Task instructions: In the entries below, find each line with the word "sage" and return it.

Extracted records:
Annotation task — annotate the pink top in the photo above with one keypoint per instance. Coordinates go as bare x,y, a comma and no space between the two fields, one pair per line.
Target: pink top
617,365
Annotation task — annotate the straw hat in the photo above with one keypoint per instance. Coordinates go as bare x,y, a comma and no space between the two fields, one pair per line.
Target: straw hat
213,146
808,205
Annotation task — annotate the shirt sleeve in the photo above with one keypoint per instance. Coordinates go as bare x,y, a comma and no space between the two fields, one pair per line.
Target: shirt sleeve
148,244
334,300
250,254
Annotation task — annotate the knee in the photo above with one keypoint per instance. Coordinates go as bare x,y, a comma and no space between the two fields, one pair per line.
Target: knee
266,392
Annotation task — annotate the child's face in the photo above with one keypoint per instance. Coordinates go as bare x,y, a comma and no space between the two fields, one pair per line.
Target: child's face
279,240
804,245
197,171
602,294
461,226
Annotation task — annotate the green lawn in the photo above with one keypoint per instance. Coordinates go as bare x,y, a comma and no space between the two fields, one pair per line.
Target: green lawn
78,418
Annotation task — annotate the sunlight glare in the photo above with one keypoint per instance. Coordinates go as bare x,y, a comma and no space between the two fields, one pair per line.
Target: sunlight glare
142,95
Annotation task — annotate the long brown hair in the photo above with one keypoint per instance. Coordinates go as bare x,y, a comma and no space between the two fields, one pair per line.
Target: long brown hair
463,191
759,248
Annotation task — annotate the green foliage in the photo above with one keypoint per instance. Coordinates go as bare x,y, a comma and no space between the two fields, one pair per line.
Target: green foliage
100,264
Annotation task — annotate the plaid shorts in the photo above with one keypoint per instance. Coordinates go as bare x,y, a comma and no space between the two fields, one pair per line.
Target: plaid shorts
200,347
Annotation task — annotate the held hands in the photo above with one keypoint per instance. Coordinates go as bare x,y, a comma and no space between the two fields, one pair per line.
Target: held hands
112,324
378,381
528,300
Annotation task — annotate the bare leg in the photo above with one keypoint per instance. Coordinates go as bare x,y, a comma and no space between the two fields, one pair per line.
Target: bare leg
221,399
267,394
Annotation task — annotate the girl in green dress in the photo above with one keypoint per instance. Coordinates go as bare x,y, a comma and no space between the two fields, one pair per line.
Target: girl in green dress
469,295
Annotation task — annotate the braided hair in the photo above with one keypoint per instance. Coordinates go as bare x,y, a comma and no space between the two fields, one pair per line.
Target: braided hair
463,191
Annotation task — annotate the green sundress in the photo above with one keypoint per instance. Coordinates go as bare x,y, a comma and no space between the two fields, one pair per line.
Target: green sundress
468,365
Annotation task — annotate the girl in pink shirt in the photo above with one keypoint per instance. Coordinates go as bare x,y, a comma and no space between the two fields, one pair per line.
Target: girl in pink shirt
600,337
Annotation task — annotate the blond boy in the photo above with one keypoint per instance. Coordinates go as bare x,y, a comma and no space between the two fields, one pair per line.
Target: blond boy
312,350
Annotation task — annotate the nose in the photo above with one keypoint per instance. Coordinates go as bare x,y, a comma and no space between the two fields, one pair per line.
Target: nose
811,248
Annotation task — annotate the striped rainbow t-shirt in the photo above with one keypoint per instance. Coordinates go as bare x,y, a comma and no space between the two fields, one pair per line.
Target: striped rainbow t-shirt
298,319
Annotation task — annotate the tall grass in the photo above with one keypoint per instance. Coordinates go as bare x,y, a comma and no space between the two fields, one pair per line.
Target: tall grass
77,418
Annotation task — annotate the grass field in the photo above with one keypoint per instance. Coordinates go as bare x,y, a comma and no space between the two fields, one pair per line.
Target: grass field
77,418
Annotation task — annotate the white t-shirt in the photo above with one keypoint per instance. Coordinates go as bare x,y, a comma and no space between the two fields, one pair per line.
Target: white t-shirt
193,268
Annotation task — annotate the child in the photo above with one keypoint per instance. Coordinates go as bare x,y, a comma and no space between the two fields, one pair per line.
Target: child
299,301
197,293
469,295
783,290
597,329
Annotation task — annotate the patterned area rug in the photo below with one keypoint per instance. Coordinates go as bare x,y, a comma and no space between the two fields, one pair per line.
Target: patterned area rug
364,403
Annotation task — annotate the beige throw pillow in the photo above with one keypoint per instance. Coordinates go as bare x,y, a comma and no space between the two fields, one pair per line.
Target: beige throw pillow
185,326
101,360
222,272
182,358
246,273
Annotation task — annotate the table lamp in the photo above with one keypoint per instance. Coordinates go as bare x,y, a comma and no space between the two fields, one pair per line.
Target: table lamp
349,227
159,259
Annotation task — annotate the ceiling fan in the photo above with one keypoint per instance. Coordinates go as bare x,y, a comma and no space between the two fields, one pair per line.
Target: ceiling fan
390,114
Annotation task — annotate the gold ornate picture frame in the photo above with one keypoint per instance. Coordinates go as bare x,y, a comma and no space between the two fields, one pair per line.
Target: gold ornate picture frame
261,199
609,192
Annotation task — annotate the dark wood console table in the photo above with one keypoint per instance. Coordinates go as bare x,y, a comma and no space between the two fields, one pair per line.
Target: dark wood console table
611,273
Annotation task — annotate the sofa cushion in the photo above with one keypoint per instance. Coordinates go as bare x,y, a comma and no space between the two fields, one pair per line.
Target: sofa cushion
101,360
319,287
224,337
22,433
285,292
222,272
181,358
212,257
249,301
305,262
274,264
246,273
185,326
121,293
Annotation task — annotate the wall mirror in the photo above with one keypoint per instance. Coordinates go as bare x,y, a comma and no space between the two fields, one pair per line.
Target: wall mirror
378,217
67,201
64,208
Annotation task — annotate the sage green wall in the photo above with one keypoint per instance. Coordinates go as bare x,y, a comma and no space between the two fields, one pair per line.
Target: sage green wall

Exercise solution:
Annotation task — annotate the sage green wall in the photo above with one keypoint per instance. Coordinates go as bare x,y, a comma and no space between the two fields, one pair per line.
Target: sage green wall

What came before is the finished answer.